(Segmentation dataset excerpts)
· · ·
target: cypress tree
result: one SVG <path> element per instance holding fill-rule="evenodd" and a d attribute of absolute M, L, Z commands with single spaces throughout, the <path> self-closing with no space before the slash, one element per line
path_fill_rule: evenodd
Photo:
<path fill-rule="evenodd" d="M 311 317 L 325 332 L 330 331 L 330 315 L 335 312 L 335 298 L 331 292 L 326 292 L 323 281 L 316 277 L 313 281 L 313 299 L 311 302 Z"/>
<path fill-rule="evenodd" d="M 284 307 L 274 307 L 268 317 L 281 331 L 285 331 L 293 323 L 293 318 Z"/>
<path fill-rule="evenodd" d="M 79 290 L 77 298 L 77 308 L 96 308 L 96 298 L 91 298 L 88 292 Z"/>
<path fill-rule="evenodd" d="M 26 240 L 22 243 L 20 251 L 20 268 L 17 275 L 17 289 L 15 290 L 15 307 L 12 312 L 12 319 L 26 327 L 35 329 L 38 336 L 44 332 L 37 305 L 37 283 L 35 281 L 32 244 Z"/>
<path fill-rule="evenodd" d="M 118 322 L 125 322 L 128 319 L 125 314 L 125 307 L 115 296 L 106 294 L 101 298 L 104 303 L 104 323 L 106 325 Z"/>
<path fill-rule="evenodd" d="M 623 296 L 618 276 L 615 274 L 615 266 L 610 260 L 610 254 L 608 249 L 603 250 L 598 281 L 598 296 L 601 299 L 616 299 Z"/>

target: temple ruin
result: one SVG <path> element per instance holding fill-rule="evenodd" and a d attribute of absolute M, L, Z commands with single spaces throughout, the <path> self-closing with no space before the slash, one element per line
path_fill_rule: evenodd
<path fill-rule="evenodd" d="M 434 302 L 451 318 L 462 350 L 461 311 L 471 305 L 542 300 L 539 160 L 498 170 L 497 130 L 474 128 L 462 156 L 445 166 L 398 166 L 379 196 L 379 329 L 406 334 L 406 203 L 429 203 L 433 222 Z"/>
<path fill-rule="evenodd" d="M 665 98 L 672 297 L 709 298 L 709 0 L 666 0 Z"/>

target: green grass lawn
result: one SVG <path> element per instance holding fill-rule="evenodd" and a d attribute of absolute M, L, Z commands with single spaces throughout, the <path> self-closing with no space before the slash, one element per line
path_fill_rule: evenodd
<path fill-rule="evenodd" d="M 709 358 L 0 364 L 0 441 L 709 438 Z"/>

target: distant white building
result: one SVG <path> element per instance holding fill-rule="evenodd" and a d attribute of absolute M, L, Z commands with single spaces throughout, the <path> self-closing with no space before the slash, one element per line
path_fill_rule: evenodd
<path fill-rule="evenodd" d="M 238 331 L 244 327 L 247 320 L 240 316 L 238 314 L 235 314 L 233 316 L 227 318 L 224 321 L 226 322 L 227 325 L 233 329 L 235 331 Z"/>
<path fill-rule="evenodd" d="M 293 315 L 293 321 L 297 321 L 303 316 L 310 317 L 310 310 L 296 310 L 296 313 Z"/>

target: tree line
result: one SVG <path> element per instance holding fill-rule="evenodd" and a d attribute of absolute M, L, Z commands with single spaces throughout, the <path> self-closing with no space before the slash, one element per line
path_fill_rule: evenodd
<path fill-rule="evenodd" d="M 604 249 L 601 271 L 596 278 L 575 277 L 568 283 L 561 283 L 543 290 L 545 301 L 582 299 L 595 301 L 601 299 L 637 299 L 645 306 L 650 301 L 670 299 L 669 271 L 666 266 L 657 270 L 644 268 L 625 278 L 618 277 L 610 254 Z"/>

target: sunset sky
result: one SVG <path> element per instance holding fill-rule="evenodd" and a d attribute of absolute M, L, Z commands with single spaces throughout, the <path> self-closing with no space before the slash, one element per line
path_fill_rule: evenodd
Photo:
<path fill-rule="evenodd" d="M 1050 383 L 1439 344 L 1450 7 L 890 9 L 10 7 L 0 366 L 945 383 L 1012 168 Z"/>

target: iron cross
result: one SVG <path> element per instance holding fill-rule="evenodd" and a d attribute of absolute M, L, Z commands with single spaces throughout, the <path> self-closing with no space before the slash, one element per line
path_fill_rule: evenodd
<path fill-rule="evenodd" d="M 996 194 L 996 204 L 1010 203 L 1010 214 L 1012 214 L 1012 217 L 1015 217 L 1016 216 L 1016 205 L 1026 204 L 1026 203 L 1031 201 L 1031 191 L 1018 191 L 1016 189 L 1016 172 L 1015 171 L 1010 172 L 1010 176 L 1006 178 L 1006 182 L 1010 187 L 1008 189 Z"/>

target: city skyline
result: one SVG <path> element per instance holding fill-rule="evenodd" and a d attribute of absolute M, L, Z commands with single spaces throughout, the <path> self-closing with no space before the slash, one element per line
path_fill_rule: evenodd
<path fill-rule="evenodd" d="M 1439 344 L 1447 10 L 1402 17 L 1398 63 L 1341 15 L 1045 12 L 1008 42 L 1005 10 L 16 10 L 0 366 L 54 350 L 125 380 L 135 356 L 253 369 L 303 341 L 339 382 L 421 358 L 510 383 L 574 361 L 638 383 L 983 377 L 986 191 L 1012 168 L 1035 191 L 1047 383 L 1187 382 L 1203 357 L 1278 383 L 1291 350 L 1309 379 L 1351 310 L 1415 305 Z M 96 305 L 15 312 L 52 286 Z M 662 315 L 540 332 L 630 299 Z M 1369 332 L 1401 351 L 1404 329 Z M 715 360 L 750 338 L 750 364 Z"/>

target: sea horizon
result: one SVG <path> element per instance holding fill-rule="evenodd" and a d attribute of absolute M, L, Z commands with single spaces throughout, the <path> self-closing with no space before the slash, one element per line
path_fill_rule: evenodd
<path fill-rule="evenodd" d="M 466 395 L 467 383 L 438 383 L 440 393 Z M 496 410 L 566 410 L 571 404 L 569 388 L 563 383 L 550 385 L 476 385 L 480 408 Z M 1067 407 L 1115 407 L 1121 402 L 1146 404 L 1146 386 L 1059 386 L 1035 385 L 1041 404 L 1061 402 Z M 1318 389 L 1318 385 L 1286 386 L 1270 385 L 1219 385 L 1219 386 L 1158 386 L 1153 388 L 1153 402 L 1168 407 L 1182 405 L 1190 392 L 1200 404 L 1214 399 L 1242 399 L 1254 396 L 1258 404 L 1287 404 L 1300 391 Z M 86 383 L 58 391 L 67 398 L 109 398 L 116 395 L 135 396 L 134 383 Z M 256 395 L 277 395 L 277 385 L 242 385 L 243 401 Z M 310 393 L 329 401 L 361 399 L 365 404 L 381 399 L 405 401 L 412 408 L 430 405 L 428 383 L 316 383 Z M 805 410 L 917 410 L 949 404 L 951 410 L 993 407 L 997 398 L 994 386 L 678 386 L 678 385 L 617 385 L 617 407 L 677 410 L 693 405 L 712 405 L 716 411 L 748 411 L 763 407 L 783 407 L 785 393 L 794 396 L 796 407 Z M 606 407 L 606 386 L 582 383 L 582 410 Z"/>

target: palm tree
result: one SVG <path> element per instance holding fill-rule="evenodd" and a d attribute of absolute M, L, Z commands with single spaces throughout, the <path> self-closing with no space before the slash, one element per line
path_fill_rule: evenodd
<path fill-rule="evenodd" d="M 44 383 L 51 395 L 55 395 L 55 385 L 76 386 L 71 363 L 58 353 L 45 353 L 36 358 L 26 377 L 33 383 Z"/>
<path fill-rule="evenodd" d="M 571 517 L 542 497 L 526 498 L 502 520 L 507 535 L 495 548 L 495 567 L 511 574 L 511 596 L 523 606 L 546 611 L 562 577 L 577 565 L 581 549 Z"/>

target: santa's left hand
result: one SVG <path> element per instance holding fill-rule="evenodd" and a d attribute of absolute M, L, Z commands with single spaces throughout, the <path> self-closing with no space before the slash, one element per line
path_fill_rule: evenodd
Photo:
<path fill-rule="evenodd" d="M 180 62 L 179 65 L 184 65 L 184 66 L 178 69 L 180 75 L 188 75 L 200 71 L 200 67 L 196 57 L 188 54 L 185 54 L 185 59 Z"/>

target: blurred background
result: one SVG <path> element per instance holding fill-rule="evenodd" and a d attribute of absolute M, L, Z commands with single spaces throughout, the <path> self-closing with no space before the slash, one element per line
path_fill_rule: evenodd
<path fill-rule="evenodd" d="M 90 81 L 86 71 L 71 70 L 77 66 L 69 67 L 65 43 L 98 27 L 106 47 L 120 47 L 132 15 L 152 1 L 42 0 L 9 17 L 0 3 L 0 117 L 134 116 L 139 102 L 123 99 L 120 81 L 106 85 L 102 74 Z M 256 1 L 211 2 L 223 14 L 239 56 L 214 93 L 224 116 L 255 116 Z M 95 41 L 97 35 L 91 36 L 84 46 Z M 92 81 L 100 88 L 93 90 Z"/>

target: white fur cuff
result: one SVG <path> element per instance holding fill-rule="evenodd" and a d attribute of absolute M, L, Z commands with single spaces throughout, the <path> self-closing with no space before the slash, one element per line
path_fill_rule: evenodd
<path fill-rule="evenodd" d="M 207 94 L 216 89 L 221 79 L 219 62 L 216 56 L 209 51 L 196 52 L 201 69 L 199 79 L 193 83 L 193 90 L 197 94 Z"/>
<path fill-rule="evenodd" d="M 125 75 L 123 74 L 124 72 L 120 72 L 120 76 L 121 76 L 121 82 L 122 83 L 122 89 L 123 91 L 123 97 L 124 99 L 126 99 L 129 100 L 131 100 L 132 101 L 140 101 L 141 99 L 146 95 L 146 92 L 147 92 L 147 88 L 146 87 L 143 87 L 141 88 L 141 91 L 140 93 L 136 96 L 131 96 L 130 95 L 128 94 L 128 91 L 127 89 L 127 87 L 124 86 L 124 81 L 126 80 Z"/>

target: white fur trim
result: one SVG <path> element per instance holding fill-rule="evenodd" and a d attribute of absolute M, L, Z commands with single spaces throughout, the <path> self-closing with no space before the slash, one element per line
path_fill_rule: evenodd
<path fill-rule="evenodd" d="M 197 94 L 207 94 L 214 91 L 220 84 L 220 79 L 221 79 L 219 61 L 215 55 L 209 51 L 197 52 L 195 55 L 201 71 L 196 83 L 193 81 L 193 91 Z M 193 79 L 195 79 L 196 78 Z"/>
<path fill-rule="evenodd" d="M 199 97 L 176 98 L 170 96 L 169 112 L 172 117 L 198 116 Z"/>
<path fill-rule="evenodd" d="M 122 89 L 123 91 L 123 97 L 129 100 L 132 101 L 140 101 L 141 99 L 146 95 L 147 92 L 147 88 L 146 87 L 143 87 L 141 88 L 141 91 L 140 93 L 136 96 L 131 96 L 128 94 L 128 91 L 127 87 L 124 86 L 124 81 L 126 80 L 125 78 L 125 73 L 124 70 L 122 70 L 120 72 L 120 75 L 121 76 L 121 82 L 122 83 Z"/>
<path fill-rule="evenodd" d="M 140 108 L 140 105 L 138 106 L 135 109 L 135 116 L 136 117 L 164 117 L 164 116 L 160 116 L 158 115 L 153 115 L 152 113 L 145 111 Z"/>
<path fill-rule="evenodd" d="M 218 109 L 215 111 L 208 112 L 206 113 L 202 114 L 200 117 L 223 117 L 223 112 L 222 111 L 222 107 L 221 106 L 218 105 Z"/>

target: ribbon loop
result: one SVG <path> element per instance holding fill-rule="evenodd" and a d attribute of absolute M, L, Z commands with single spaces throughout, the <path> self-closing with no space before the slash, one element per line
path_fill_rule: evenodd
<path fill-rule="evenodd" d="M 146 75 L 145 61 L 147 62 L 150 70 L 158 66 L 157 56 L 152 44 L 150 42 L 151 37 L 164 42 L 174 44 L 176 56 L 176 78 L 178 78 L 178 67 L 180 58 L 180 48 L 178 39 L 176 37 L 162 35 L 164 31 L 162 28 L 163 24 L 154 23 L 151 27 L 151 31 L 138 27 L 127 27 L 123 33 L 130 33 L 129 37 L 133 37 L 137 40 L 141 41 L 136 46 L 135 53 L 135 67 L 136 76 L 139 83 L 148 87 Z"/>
· · ·
Your objective
Retype only the lines running from the line with "target: white fur trim" to the end of the listing, including both of those lines.

Problem solution
target: white fur trim
result: one SVG <path> element per instance holding fill-rule="evenodd" and a d attribute of absolute M, L, Z commands with single spaces throughout, the <path> self-closing with no space before the slash, one element per line
path_fill_rule: evenodd
<path fill-rule="evenodd" d="M 197 94 L 207 94 L 214 91 L 220 84 L 220 79 L 221 79 L 219 61 L 215 55 L 209 51 L 197 52 L 195 55 L 201 71 L 196 83 L 193 81 L 193 91 Z M 193 79 L 195 79 L 196 78 Z"/>
<path fill-rule="evenodd" d="M 199 97 L 176 98 L 170 96 L 169 112 L 172 117 L 198 116 Z"/>
<path fill-rule="evenodd" d="M 122 89 L 123 91 L 123 97 L 129 100 L 132 101 L 140 101 L 141 99 L 146 95 L 147 92 L 147 88 L 146 87 L 143 87 L 141 88 L 141 91 L 140 93 L 136 96 L 131 96 L 128 94 L 128 91 L 127 87 L 124 86 L 124 81 L 126 80 L 125 78 L 125 73 L 124 70 L 122 70 L 120 72 L 120 75 L 121 76 L 121 82 L 122 83 Z"/>
<path fill-rule="evenodd" d="M 140 108 L 140 105 L 138 106 L 135 109 L 135 116 L 136 117 L 164 117 L 164 116 L 160 116 L 158 115 L 153 115 L 152 113 L 145 111 Z"/>
<path fill-rule="evenodd" d="M 218 109 L 215 111 L 208 112 L 206 113 L 202 114 L 200 117 L 223 117 L 223 112 L 222 111 L 222 107 L 221 106 L 218 105 Z"/>

target: ribbon loop
result: one SVG <path> element per instance holding fill-rule="evenodd" and a d attribute of absolute M, L, Z commands with single spaces throughout, the <path> self-closing with no space before the slash, one element per line
path_fill_rule: evenodd
<path fill-rule="evenodd" d="M 146 75 L 145 61 L 147 62 L 150 70 L 158 66 L 157 56 L 152 44 L 150 42 L 151 37 L 164 42 L 174 44 L 176 56 L 176 78 L 178 78 L 178 67 L 180 58 L 180 48 L 178 39 L 176 37 L 162 35 L 164 31 L 162 28 L 163 24 L 154 23 L 151 27 L 151 31 L 138 27 L 127 27 L 123 33 L 130 33 L 129 37 L 133 37 L 137 40 L 141 41 L 136 46 L 135 53 L 135 67 L 136 76 L 139 83 L 148 87 Z"/>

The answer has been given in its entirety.